Transcribe the entries exactly. Omit the pictures.

=== Recorded information ===

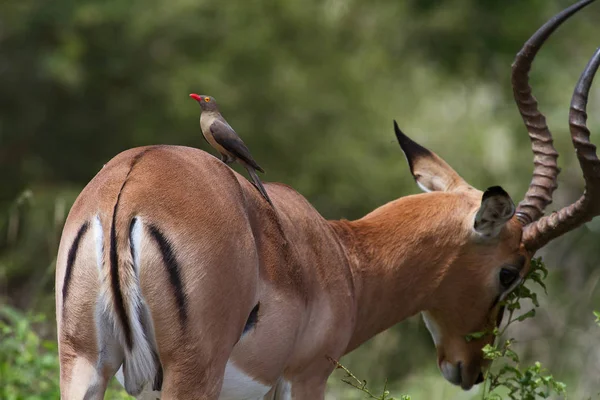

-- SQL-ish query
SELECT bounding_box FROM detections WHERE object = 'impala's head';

[394,122,529,389]
[189,93,219,112]
[392,0,600,390]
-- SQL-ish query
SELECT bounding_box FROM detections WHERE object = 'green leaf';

[529,292,539,307]
[499,365,523,378]
[482,344,503,360]
[516,309,536,322]
[465,331,487,342]
[505,348,520,363]
[528,272,548,294]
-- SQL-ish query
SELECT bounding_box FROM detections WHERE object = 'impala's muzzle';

[440,360,485,390]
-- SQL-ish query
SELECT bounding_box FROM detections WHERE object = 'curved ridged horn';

[513,0,596,225]
[523,48,600,252]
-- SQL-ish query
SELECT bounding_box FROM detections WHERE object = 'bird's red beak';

[189,93,202,101]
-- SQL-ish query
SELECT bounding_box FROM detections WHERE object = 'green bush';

[0,306,131,400]
[0,306,60,400]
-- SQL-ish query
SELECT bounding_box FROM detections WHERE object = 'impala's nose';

[440,360,461,386]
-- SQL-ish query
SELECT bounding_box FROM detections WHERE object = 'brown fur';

[56,145,529,399]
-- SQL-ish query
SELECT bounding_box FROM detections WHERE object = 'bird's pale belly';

[203,131,230,157]
[200,116,231,158]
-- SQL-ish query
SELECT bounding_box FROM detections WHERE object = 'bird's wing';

[210,119,264,172]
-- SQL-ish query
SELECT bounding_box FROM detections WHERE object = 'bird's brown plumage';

[209,118,264,173]
[190,93,272,205]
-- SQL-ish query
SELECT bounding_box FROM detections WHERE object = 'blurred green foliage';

[0,306,60,399]
[1,0,600,398]
[0,306,129,399]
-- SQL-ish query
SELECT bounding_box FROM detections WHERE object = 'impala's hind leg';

[151,287,244,400]
[57,218,122,399]
[139,233,260,399]
[59,354,117,400]
[58,325,123,400]
[159,355,226,400]
[59,307,124,399]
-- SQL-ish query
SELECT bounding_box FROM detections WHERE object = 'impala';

[55,1,599,399]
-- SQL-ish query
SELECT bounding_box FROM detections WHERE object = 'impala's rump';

[57,146,270,398]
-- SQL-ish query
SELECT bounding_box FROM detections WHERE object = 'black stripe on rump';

[243,303,260,335]
[153,359,164,391]
[147,224,187,326]
[62,221,90,311]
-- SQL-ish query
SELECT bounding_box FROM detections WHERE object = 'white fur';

[93,215,104,272]
[122,217,158,396]
[422,311,442,346]
[68,357,103,399]
[219,361,272,400]
[130,218,143,274]
[272,379,291,400]
[416,180,432,193]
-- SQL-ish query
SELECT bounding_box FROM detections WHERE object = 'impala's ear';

[474,186,515,237]
[394,121,471,192]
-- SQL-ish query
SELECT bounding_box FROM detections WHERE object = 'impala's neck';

[331,192,473,352]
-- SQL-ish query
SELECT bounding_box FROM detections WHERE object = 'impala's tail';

[101,198,162,395]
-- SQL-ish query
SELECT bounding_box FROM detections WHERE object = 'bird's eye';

[204,97,210,102]
[499,268,519,289]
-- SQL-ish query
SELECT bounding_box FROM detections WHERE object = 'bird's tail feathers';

[247,168,273,207]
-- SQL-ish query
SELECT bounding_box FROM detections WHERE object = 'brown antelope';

[55,0,599,398]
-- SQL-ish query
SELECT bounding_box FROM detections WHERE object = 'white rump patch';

[219,361,271,400]
[93,215,104,271]
[122,217,158,396]
[130,217,143,275]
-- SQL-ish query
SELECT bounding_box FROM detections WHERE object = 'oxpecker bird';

[189,93,273,206]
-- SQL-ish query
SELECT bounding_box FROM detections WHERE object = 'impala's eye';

[499,268,519,289]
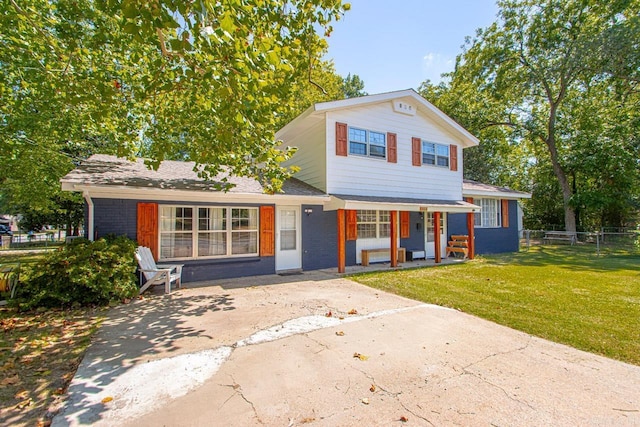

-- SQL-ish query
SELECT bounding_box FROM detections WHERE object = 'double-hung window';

[349,127,386,159]
[474,199,501,228]
[160,206,258,259]
[422,141,449,167]
[356,210,391,239]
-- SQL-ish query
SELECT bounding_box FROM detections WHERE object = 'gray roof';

[62,154,326,196]
[463,179,531,198]
[331,194,476,208]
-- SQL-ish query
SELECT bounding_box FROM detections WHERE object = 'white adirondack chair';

[135,246,183,294]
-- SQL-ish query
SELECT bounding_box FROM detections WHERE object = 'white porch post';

[83,191,94,241]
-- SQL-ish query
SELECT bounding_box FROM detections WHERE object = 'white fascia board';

[64,184,330,205]
[275,105,317,139]
[313,89,416,112]
[463,189,532,199]
[324,196,480,213]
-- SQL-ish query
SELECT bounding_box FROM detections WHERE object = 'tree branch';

[307,50,327,95]
[478,121,519,130]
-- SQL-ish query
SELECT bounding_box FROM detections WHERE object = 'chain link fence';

[521,229,639,256]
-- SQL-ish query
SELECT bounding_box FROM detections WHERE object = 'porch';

[327,194,480,273]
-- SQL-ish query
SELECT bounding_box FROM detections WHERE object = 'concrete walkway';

[53,272,640,426]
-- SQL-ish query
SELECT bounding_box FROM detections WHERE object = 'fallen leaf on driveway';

[348,309,358,315]
[353,352,369,361]
[369,384,376,392]
[325,311,332,317]
[1,375,19,385]
[361,397,369,405]
[400,415,409,422]
[335,331,345,336]
[101,396,113,404]
[17,398,32,409]
[15,390,29,400]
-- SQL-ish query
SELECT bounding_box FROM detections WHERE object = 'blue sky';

[326,0,499,94]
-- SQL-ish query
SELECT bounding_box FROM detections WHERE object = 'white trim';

[324,196,479,213]
[62,184,330,205]
[83,191,94,241]
[159,205,260,261]
[463,189,531,200]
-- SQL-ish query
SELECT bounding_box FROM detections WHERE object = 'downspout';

[83,190,95,241]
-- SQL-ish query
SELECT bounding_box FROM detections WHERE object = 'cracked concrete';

[53,273,640,426]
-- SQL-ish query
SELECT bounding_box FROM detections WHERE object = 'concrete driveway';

[53,271,640,426]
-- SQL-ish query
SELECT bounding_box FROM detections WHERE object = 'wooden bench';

[361,247,406,266]
[543,231,577,245]
[446,235,469,259]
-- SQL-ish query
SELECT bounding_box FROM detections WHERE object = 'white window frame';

[474,199,502,228]
[349,127,386,159]
[422,140,449,168]
[159,205,259,260]
[356,210,391,239]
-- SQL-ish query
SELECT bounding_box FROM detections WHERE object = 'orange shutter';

[260,206,275,256]
[412,137,422,166]
[450,144,458,171]
[501,199,509,228]
[336,122,348,156]
[400,211,410,238]
[137,202,159,260]
[387,132,397,163]
[346,209,358,240]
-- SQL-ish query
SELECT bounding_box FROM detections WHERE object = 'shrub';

[14,236,139,309]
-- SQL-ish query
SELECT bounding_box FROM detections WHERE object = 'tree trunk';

[546,135,576,232]
[544,93,577,233]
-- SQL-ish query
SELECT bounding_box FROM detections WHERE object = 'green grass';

[350,245,640,365]
[0,252,46,268]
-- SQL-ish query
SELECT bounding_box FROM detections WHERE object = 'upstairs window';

[349,127,386,159]
[422,141,449,167]
[474,199,501,228]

===

#### [Solution to this task]
-- SQL-ish query
SELECT bounding_box FROM detections WHERE object = 'impala's head';

[394,122,529,389]
[189,93,219,112]
[392,0,600,390]
-- SQL-ish query
SELECT bounding_box FROM detections WHERE object = 'green leaf';

[529,292,539,307]
[499,365,523,378]
[482,344,503,360]
[516,309,536,322]
[465,331,487,342]
[505,348,520,363]
[528,272,548,294]
-- SQL-ish query
SELECT bounding_box FROM detections WHERE object = 'impala's muzzle';

[440,360,485,390]
-- SQL-ish query
SELECT bounding_box FROM detections WHERE object = 'curved ridged horn';

[513,0,596,225]
[523,48,600,252]
-- SQL-ish query
SELECT bounding_box FROM detections WHERE object = 'bird's red beak';

[189,93,202,101]
-- SQL-ish query
SELECT bounding_box FROM detections WHERE object = 'green bush';

[0,306,131,400]
[0,306,60,400]
-- SQL-ish query
SELECT bounding_box FROM detections WHERE object = 'impala's nose';

[440,360,461,386]
-- SQL-ish query
SELECT bounding_box FROM detections WHERE object = 'brown fur';

[56,145,529,399]
-- SQL-ish query
SELECT bounding_box FROM detections WHERE object = 'bird's pale belly';

[203,131,230,157]
[200,116,231,158]
-- SQL-ish query
SELECT bounding_box FROM detections WHERE object = 'bird's wing';

[210,119,264,172]
-- SQL-ish query
SELECT bounding_box FROM detections WHERE object = 'bird's brown plumage';

[209,118,264,173]
[190,93,272,205]
-- SQL-ish query
SELECT bounding_box FROM detections WHERE object = 'blurred green foliage';

[0,306,60,399]
[1,0,600,398]
[0,306,129,399]
-- SQL-ish query
SELECT bounding_box FROM detections WHERE object = 'impala's hind leg';

[151,287,244,400]
[57,218,122,399]
[139,233,260,399]
[59,354,117,400]
[58,325,123,400]
[159,355,226,400]
[59,307,124,399]
-- SQL-ish query
SELECT bounding_box FROM detections WHERE object = 'impala';

[55,1,599,399]
-- SQL-ish query
SELECT bounding_box FROM detections WHERE object = 'impala's rump';

[57,146,270,398]
-- SQL-ish query
SELECT bounding_box FROM detections WHERE object = 'black stripe on rump';

[243,303,260,335]
[153,359,164,391]
[147,224,187,326]
[62,221,90,311]
-- SQL-ish query
SELECT bounding_box FROM detections WHERE object = 'white fur';

[93,215,104,272]
[122,217,158,396]
[422,311,442,346]
[68,357,103,399]
[219,361,272,400]
[130,218,143,274]
[272,379,291,400]
[416,180,432,193]
-- SQL-ish query
SELECT bounding_box FROM detections WHERE object = 'impala's ear';

[474,186,515,237]
[394,121,471,192]
-- SQL-ish query
SELECT bounding_box FROM detections WHERE object = 'impala's neck';

[331,192,473,352]
-- SQL-ish query
SELECT bounding_box FROM detections WHERE object = 'impala's tail';

[101,198,162,395]
-- SQL-ish query
SELECT bounding_box FROM detections WHERE object = 'bird's eye';

[204,97,210,102]
[499,268,519,289]
-- SQL-ish query
SELECT bounding_box FROM detections WHERE object = 'bird's tail feathers';

[247,168,273,207]
-- SQL-ish query
SELECT bounding_box FROM detections WHERE object = 'brown antelope';

[55,0,599,398]
-- SQL-ish query
SELECT bounding_box FROM detections WHERE object = 'white rump patch';

[219,361,271,400]
[93,215,104,271]
[122,217,158,396]
[130,217,143,275]
-- SQL-ish query
SELECT bounding_box FROM detections WHERE object = 'oxpecker bird';

[189,93,273,206]
-- SQL-ish query
SELECT bounding_box FROM detections WHERE object = 'impala's eye';

[499,268,519,289]

-- SQL-ish query
SELECT bounding_box FROM detections WHERE object = 'double-hung window';

[349,127,386,159]
[474,199,501,228]
[160,206,258,259]
[422,141,449,167]
[356,210,391,239]
-- SQL-ish query
SELECT bounding_box FROM detections WHERE object = 'gray roof';

[62,154,326,196]
[463,179,531,198]
[331,194,476,208]
-- SQL-ish query
SELECT bounding_box FROM detections WHERE object = 'white adirondack chair';

[135,246,183,294]
-- SQL-ish query
SELECT bounding_box FROM detections WHERE object = 'white porch post';

[83,191,94,241]
-- SQL-ish query
SELECT bounding_box FROM detections WHERE object = 'white fascia board';

[64,184,330,205]
[275,105,317,139]
[313,89,416,112]
[463,189,532,199]
[324,196,480,213]
-- SQL-ish query
SELECT bounding_box FROM detections WHERE object = 'tree branch';

[307,50,327,95]
[478,121,519,130]
-- SQL-ish query
SELECT bounding_box FROM detections WHERE object = 'chain link fence';

[521,229,639,256]
-- SQL-ish query
SELECT bounding_box FROM detections WHERE object = 'porch';

[327,194,480,273]
-- SQL-ish query
SELECT bounding_box FROM detections WHERE object = 'concrete walkway';

[53,272,640,426]
-- SQL-ish query
SELECT bounding_box FROM detections WHERE object = 'fallen leaf on driveway';

[348,309,358,315]
[353,352,369,361]
[369,384,376,392]
[325,311,332,317]
[1,375,19,385]
[361,397,369,405]
[400,415,409,422]
[335,331,345,336]
[101,396,113,404]
[17,398,32,409]
[15,390,29,400]
-- SQL-ish query
SELECT bounding_box FROM detections WHERE object = 'blue sky';

[326,0,499,94]
-- SQL-ish query
SELECT bounding_box FROM detections WHERE object = 'white trim';

[324,196,479,213]
[62,184,330,205]
[83,191,94,241]
[159,205,260,261]
[463,189,531,200]
-- SQL-ish query
SELECT bounding_box FROM detections WHERE object = 'downspout';

[83,190,95,241]
-- SQL-ish query
SELECT bounding_box FROM detections WHERE object = 'cracked concrete';

[53,273,640,426]
-- SQL-ish query
SELECT bounding_box FROM detections WHERE object = 'concrete driveway';

[53,271,640,426]
-- SQL-ish query
SELECT bounding_box FROM detections WHERE object = 'wooden bench';

[361,247,406,266]
[543,231,577,245]
[446,235,469,259]
-- SQL-ish query
SELECT bounding_box FROM detections WHERE object = 'white window frame';

[474,199,502,228]
[349,127,386,159]
[422,140,449,168]
[159,205,259,260]
[356,210,391,239]
-- SQL-ish query
SELECT bounding_box FROM detections WHERE object = 'orange shutter';

[260,206,275,256]
[412,137,422,166]
[450,144,458,171]
[501,199,509,228]
[336,122,348,156]
[400,211,410,238]
[137,202,159,260]
[387,132,397,163]
[346,209,358,240]
-- SQL-ish query
SELECT bounding_box FROM detections WHERE object = 'shrub';

[14,236,139,309]
-- SQL-ish query
SELECT bounding_box FROM detections WHERE object = 'tree trunk';

[546,135,576,232]
[544,93,577,233]
-- SQL-ish query
SELECT bounding_box FROM detections WHERE object = 'green grass';

[350,245,640,365]
[0,252,46,268]
-- SQL-ish query
SELECT bounding_box FROM detections WHERE object = 'upstairs window';

[349,127,386,159]
[422,141,449,167]
[474,199,501,228]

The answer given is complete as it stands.